(To be done):
From the listing below, extract each entry exactly as written, minus the images.

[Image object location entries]
________
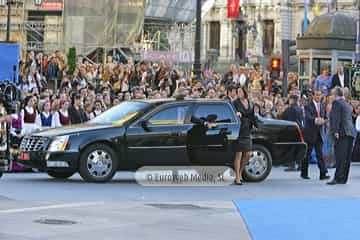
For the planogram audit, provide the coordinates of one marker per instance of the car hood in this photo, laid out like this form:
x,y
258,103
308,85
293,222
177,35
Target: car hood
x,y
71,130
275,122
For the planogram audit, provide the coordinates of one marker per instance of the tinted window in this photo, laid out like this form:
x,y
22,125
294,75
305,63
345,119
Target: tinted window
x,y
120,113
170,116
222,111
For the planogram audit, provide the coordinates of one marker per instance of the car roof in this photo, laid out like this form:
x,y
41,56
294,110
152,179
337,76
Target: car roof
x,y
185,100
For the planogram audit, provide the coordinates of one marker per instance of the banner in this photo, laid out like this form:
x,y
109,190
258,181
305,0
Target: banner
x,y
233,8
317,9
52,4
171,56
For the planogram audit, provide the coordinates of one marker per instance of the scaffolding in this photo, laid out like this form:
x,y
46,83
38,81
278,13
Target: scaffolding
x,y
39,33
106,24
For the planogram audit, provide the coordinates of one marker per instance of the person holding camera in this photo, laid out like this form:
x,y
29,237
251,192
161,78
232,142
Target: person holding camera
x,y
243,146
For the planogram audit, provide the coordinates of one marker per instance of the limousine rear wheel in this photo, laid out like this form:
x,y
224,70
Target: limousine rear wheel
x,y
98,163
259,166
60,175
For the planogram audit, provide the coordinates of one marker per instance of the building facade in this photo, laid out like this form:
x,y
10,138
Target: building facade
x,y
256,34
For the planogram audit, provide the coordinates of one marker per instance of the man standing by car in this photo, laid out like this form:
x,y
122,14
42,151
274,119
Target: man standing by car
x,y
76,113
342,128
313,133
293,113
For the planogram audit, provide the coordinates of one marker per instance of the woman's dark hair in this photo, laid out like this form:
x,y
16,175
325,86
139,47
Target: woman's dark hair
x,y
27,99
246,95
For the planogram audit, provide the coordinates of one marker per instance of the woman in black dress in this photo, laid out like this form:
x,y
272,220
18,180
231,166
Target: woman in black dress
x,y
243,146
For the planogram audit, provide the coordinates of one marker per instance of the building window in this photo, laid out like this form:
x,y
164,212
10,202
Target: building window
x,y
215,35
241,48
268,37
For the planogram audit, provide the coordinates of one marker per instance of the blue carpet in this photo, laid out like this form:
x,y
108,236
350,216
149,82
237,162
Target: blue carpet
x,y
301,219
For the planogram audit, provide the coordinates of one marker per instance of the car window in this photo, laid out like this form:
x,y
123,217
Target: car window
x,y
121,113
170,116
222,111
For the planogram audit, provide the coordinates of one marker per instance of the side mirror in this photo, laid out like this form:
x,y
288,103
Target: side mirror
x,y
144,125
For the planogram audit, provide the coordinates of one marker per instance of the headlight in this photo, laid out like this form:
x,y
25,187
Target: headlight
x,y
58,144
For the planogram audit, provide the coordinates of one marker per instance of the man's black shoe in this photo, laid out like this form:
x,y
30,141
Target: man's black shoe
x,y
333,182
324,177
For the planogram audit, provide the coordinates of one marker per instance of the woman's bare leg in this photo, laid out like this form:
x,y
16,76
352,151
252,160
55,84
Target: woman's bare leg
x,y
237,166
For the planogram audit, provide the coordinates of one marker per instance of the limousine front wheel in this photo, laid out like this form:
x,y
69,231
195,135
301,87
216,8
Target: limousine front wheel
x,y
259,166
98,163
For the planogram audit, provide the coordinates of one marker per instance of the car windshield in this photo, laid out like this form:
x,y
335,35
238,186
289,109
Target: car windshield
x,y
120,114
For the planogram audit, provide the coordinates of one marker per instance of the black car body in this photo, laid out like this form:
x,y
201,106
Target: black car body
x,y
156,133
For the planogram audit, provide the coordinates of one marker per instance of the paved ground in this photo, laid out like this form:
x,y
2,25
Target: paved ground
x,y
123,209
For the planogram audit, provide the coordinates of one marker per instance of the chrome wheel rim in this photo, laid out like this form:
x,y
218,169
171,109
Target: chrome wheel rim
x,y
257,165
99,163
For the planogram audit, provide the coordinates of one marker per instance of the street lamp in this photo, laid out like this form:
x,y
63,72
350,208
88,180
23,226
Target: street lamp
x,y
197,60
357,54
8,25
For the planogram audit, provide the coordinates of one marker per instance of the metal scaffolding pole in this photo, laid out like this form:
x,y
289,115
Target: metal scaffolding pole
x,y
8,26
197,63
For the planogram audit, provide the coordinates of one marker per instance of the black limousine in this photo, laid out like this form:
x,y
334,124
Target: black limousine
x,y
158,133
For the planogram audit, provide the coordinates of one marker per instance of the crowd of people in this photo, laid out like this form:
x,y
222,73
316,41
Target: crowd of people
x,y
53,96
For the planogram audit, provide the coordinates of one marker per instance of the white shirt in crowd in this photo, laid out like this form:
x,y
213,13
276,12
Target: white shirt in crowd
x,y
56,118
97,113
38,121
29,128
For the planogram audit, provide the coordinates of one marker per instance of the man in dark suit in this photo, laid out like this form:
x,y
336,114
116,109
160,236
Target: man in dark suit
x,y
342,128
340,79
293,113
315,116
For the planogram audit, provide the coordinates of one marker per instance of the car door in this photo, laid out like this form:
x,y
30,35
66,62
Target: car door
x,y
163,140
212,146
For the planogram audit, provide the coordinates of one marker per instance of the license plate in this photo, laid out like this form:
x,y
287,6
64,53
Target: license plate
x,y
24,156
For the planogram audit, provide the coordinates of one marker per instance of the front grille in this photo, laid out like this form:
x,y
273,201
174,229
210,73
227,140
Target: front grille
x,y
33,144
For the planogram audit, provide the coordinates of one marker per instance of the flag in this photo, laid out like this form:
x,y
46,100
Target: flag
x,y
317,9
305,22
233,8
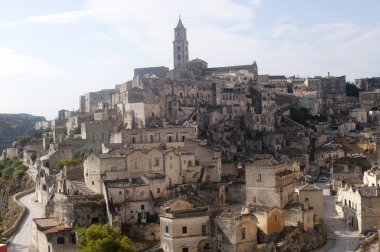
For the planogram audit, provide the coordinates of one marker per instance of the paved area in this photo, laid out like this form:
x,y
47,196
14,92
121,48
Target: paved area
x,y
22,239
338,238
________
(Final result):
For the planogram audit, provide the coordinates of one marker per instance of the car hood in this photo, laid out like this form:
x,y
258,103
308,85
293,222
177,35
Target: car hood
x,y
71,130
275,122
For the planogram audit, provide the coordinates of one marker per instance of the tinted window in this photo, laid out like this form:
x,y
22,125
294,75
305,63
345,119
Target: tinted window
x,y
120,113
170,116
222,111
For the planogram audit, provide the coordinates of one marker per instance of the car roof in this photo, laid out like this form:
x,y
41,56
294,110
152,179
337,76
Target: car roof
x,y
185,100
For the planogram audit, provide the coordinates of one marker per instance of the banner in this photo, laid out like this form:
x,y
109,190
258,181
305,0
Target: banner
x,y
233,8
317,9
52,4
171,56
For the planogram audit, provide the coordinates of one marker per instance of the scaffolding in this photo, laid out like this form:
x,y
46,83
38,81
278,13
Target: scaffolding
x,y
39,33
106,24
For the planogram audit, provide the coordinates of one marker per instance of the person holding camera in this photo, laid out like this form:
x,y
29,237
251,192
161,78
232,142
Target: person holding camera
x,y
243,146
For the planogram audit, provide the coordinates of one marker per instance of the limousine rear wheel in this photo, laid out like this form:
x,y
224,70
Target: limousine rear wheel
x,y
98,163
259,166
60,175
For the planogram audit, provide the coordinates of one marker per instance of the building facade in this photo, laid out like this form:
x,y
10,138
Target: building facade
x,y
256,34
For the planogram audit, provide the coordinates of one marker per instance of the man standing by car in this photo, laid out like this form:
x,y
122,14
42,151
274,119
Target: man standing by car
x,y
76,113
342,128
313,133
293,113
For the planogram audit, provide the coordinates of one marker per instance of the woman's dark hair in this photo, laid out like this form:
x,y
16,175
325,86
139,47
Target: woman's dark hair
x,y
27,99
246,95
For the planogram audit, provide the coordinates of one marker per instance of the woman in black dress in this photo, laid out like this form:
x,y
272,220
18,180
231,166
Target: woman in black dress
x,y
243,146
For the planogram audit, provide the coordinates of one marker per instance of the building window in this photo, laid out like this form:
x,y
164,212
10,202
Target: building window
x,y
215,35
241,48
268,37
For the planogram audit, provide the coordinates of one marker per instance of the blue carpet in this photo, laid out like this form:
x,y
108,236
350,216
149,82
237,162
Target: blue carpet
x,y
301,219
For the planogram audit, provide the coordinates of one marker per instance of the car window in this photo, laid out like this form:
x,y
123,217
Target: car window
x,y
121,113
170,116
222,111
For the planogram audit, provide the coordinates of one marker per instance of the side mirror in this photo, laid out like this form:
x,y
288,103
Target: side mirror
x,y
144,125
For the planogram audit, provide the coordinates of one marker per instance of the headlight in this photo, laid out like this form:
x,y
25,187
Target: headlight
x,y
58,144
For the planogram audit, provide the coordinates of one marker per instance of the man's black shoe in this photo, laid out like this form:
x,y
30,141
Target: man's black shoe
x,y
333,182
324,177
For the planogram audit, provide the coordinates of one marker per instance of the woman's bare leg in this photo, laid out like this form:
x,y
16,76
352,151
252,160
55,84
Target: woman's bare leg
x,y
237,166
For the planogram audit, provide the coordinates of one marker per instance of the limousine front wheel in this photo, laid out like this form:
x,y
69,231
195,135
301,87
216,8
Target: limousine front wheel
x,y
259,166
98,163
For the planogram audit, provide the coordinates of one marker per instance of the car windshield in this photo, laid out like this form:
x,y
335,35
238,186
289,109
Target: car windshield
x,y
120,114
For the planogram audit, provide the coordinates of one marker per instance of the black car body in this photo, laid out like this form:
x,y
201,106
Target: black car body
x,y
156,133
For the planogram audit, provide the coordinates of one marker per instance of the paved ground in this photo, laid out like this form:
x,y
2,25
Target: paved ground
x,y
123,209
For the planogram audit, provide the coordinates of one marker per instance of the chrome wheel rim in this photo, laid out like this form:
x,y
218,169
171,109
Target: chrome wheel rim
x,y
257,165
99,163
For the planogram audit, provide the coordinates of one marker per instance of the street lamp in this photo, laid out like this form:
x,y
63,72
350,208
88,180
23,226
Target: street lamp
x,y
197,60
357,54
8,25
For the planogram audit, provide the coordinates of one marker per instance of the metal scaffolding pole in this photo, laid out like this form:
x,y
289,115
Target: metal scaffolding pole
x,y
8,26
197,63
For the planogram audit, provide the coordinates of one marker per instance of the black limousine in this photo, laid out like this form:
x,y
334,124
Target: black limousine
x,y
158,133
For the planogram audit, provide the coordinates of one marker per instance of the crowd of people in this photo, laid out like this form:
x,y
222,73
316,41
Target: crowd of people
x,y
53,96
For the planogram audit, provide the coordinates of one marker per instance of the white shirt in crowd in this photo, laid out like this form:
x,y
213,13
276,12
Target: white shirt in crowd
x,y
56,118
97,113
38,121
29,128
For the planogram audit, provide the coordinates of one marker per instance of the man in dark suit in this photo, laid out like this form:
x,y
336,114
116,109
160,236
Target: man in dark suit
x,y
342,128
340,79
293,113
315,116
For the planogram audit, provide the coordinates of one marker per instance of the car door in this photo, laid out like this form:
x,y
30,35
66,62
Target: car door
x,y
163,140
212,146
For the planogram audit, provide the coordinates of one marker per instance of the license plate in this photo, laid out like this form:
x,y
287,6
64,53
Target: license plate
x,y
24,156
For the planogram audit, provide the coordinates of one marker per instance of the front grille in this photo, laid out like this form:
x,y
273,201
174,229
210,73
227,140
Target: front grille
x,y
33,144
For the planogram audit, provide the coordinates of one marker per instance of the flag in this photo, laid out like this form:
x,y
46,100
Target: flag
x,y
317,9
305,22
233,8
For the planogram audit, provide the coordinates of one marker per instance of the paved area in this photo, laid out like this form:
x,y
47,196
14,92
121,48
Target: paved area
x,y
22,239
338,238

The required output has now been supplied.